### Task details
Restate exactly the lines from the top of the listing below to the line containing "Target: statue pedestal"; the remaining lines are not wanted.

### Data for analysis
════════════════════
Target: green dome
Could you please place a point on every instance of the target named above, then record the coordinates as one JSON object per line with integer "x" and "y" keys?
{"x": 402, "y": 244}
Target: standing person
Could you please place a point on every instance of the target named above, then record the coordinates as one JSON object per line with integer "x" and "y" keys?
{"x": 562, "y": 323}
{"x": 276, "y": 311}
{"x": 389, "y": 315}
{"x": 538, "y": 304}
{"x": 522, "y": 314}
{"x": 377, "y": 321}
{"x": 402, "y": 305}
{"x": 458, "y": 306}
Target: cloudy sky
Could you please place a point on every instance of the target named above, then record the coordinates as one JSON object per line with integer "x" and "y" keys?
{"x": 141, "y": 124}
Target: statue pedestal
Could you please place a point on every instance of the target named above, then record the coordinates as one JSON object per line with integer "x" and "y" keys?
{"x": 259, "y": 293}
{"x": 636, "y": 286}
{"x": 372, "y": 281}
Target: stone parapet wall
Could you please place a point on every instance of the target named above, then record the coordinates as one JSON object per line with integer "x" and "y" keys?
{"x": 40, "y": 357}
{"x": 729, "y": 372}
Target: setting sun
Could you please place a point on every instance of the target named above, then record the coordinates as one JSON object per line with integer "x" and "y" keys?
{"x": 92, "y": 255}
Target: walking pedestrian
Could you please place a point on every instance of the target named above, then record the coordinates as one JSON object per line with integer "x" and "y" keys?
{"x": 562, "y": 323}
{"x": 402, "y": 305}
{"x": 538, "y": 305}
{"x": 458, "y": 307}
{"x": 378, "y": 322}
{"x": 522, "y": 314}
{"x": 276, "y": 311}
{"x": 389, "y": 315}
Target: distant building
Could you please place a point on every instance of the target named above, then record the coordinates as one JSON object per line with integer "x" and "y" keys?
════════════════════
### Written reply
Target: green dome
Could you please place a point on every instance of the target named above, then record the coordinates as one JSON object per line with integer "x" and "y" keys?
{"x": 402, "y": 244}
Target: standing person
Could you please place a point on every instance of the target named above, then record the coordinates as one JSON object per line with integer "x" and "y" keys?
{"x": 562, "y": 323}
{"x": 276, "y": 311}
{"x": 389, "y": 315}
{"x": 538, "y": 304}
{"x": 522, "y": 314}
{"x": 377, "y": 321}
{"x": 402, "y": 305}
{"x": 458, "y": 306}
Target: cloudy sky
Could you please place a point on every instance of the target named above, then record the coordinates as one JSON object per line with integer "x" and "y" keys?
{"x": 141, "y": 124}
Target: statue pedestal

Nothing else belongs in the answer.